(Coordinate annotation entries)
* BEGIN *

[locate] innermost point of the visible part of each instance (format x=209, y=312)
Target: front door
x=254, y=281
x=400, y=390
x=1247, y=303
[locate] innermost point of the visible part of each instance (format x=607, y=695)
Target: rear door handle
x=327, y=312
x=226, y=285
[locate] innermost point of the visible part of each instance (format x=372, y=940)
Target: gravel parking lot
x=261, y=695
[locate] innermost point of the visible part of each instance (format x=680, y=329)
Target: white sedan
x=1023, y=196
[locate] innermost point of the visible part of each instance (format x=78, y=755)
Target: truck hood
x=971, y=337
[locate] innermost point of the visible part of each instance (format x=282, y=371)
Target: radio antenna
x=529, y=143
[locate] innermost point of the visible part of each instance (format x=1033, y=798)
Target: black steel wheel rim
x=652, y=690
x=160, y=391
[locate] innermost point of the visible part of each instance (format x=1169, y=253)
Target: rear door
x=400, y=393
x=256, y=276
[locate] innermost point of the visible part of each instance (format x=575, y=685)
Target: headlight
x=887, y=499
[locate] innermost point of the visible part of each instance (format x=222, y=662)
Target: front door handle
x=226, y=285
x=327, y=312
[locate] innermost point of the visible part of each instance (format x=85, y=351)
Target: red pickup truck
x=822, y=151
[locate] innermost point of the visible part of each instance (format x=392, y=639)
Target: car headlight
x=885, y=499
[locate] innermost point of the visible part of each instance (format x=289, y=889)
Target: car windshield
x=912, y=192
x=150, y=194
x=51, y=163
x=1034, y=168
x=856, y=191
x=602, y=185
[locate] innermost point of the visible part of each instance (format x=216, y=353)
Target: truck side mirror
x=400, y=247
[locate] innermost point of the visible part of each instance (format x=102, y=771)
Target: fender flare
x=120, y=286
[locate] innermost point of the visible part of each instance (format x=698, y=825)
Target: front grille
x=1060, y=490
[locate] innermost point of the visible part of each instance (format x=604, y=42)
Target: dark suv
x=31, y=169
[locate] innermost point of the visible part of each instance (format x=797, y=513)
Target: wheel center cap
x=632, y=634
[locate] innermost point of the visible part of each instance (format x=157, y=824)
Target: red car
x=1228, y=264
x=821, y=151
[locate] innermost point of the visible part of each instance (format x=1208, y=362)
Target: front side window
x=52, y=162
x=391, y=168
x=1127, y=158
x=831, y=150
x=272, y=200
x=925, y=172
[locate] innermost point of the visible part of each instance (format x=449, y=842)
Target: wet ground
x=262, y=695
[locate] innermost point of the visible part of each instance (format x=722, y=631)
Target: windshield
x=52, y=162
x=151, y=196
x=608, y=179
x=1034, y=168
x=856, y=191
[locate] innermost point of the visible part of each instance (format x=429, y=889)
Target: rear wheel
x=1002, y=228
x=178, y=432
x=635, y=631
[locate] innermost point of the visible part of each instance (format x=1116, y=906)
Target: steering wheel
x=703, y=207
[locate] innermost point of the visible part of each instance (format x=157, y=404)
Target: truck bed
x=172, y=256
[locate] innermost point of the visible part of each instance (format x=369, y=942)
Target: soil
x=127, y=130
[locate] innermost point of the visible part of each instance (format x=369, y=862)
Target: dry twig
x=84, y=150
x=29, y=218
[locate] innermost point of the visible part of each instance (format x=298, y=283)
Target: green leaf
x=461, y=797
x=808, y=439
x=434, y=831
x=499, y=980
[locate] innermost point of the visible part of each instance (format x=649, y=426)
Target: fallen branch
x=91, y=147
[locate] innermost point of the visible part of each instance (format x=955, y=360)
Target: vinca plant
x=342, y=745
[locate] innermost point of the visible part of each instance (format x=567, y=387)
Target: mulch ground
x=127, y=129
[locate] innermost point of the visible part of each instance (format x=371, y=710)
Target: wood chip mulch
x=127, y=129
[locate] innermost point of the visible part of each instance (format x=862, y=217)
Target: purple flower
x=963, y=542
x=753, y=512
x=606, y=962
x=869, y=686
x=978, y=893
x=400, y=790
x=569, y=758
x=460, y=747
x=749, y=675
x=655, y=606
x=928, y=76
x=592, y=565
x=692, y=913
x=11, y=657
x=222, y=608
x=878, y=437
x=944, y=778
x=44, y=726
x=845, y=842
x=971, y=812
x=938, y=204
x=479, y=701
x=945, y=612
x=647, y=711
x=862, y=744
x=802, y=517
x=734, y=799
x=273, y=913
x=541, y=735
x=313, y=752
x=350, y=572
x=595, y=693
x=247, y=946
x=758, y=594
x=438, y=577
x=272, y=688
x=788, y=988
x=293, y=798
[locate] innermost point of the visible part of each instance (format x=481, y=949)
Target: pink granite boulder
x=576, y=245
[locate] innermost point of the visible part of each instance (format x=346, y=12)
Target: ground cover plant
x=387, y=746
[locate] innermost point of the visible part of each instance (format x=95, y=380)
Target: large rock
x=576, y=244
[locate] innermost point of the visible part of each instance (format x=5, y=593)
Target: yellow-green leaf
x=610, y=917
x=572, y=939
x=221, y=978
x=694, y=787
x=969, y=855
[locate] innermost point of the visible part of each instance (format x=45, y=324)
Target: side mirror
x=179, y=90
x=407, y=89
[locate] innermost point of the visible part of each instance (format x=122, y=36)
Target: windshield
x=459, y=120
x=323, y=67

* END *

▸ **WHAT TO DO**:
In this exercise, repeat all entries exactly.

▸ **WRITTEN REPLY**:
[locate] innermost point of the visible part of each instance (format x=209, y=312)
Target: front door
x=254, y=281
x=400, y=390
x=1247, y=303
[locate] innermost point of the visible part of each instance (format x=607, y=695)
Target: rear door handle
x=327, y=312
x=226, y=285
[locate] innermost point of the visible part of each instance (format x=372, y=940)
Target: gravel parking lot
x=261, y=695
[locate] innermost point of the visible part of each instance (format x=680, y=329)
Target: white sedan
x=1023, y=196
[locate] innermost point of the visible part of each instance (format x=78, y=755)
Target: truck hood
x=971, y=337
[locate] innermost point of the visible part of each instance (format x=282, y=371)
Target: radio antenna
x=529, y=143
[locate] innermost point of the visible part of each instance (format x=1033, y=798)
Target: black steel wheel rim
x=652, y=690
x=160, y=391
[locate] innermost point of the visible part of each instance (format x=1169, y=253)
Target: rear door
x=400, y=393
x=256, y=276
[locate] innermost point of the visible part of each instance (format x=575, y=685)
Target: headlight
x=887, y=499
[locate] innermost point of the visible part of each instance (format x=222, y=662)
Target: front door handle
x=226, y=285
x=327, y=312
[locate] innermost point of the visible part of each instance (format x=85, y=351)
Target: red pickup truck
x=822, y=151
[locate] innermost point of the visible part of each instance (format x=392, y=639)
Target: car headlight
x=885, y=499
[locate] innermost point of the visible part of each instance (format x=289, y=889)
Target: car windshield
x=912, y=192
x=150, y=194
x=51, y=163
x=1034, y=168
x=856, y=191
x=602, y=185
[locate] innermost point of the visible part of each instance (format x=216, y=353)
Target: truck side mirror
x=400, y=247
[locate] innermost point of the visible part of each instance (format x=102, y=771)
Target: fender flare
x=120, y=286
[locate] innermost point of the visible part of each instance (format x=698, y=825)
Target: front grille
x=1060, y=490
[locate] innermost point of the visible part of each instance (format x=604, y=42)
Target: dark suv
x=31, y=169
[locate] innermost point of the visible part of each instance (format x=797, y=513)
Target: wheel center cap
x=632, y=634
[locate] innermost point of the visible part of each instance (format x=157, y=824)
Target: red car
x=1228, y=264
x=821, y=151
[locate] innermost point of the visible part of each instance (format x=1208, y=362)
Target: front side window
x=52, y=162
x=391, y=168
x=1127, y=158
x=831, y=150
x=272, y=200
x=925, y=172
[locate] innermost point of the visible part of each instance (format x=449, y=842)
Target: wet ground
x=262, y=695
[locate] innermost point of the visible part of each instance (format x=722, y=631)
Target: windshield
x=52, y=162
x=151, y=196
x=608, y=179
x=1034, y=168
x=856, y=191
[locate] innermost point of the visible part of each instance (format x=429, y=889)
Target: rear wheel
x=1002, y=228
x=178, y=432
x=635, y=631
[locate] innermost point of the visible part of each instance (format x=1116, y=906)
Target: steering wheel
x=703, y=207
[locate] innermost point of the visible part of each instance (format x=157, y=404)
Target: truck bed
x=172, y=256
[locate] innermost point of the visible part of each instance (format x=369, y=942)
Target: soil
x=127, y=130
[locate] innermost point of the visible part of each instance (format x=369, y=862)
Target: dry twig
x=84, y=150
x=29, y=218
[locate] innermost point of the visible part of each instance (format x=298, y=283)
Target: green leaf
x=461, y=797
x=808, y=439
x=434, y=831
x=499, y=980
[locate] innermost point of the visible part of each instance (format x=649, y=426)
Target: fallen branch
x=91, y=147
[locate] innermost point of the visible part of each instance (format x=955, y=360)
Target: vinca plant
x=342, y=745
[locate] innermost point of the visible part of each instance (format x=567, y=387)
Target: mulch ground
x=127, y=129
[locate] innermost point of the visible part of each instance (format x=371, y=710)
Target: wood chip mulch
x=127, y=129
[locate] innermost point of the visible part of each instance (format x=862, y=217)
Target: purple flower
x=963, y=542
x=753, y=512
x=606, y=962
x=869, y=686
x=978, y=893
x=400, y=790
x=569, y=758
x=460, y=747
x=749, y=675
x=655, y=606
x=928, y=76
x=592, y=565
x=692, y=913
x=11, y=657
x=222, y=608
x=878, y=437
x=944, y=778
x=44, y=726
x=845, y=842
x=971, y=812
x=938, y=204
x=479, y=701
x=945, y=612
x=647, y=711
x=862, y=744
x=802, y=517
x=734, y=799
x=273, y=913
x=541, y=735
x=313, y=752
x=350, y=572
x=595, y=693
x=247, y=946
x=758, y=594
x=438, y=577
x=272, y=688
x=788, y=988
x=293, y=798
[locate] innermost point of the visible part of each instance (format x=481, y=949)
Target: pink granite boulder
x=576, y=245
[locate] innermost point of the visible part of each instance (format x=346, y=12)
Target: ground cover plant
x=387, y=746
[locate] innermost point of the visible part of each instance (format x=95, y=380)
Target: large rock
x=576, y=244
[locate] innermost point of the visible part of each instance (format x=5, y=593)
Target: yellow-green leaf
x=610, y=917
x=572, y=939
x=221, y=978
x=694, y=787
x=969, y=855
[locate] innermost point of the visible part of each instance (format x=45, y=324)
Target: side mirror
x=179, y=90
x=407, y=89
[locate] innermost point of the visible part of each instance (format x=122, y=36)
Target: windshield
x=459, y=120
x=323, y=67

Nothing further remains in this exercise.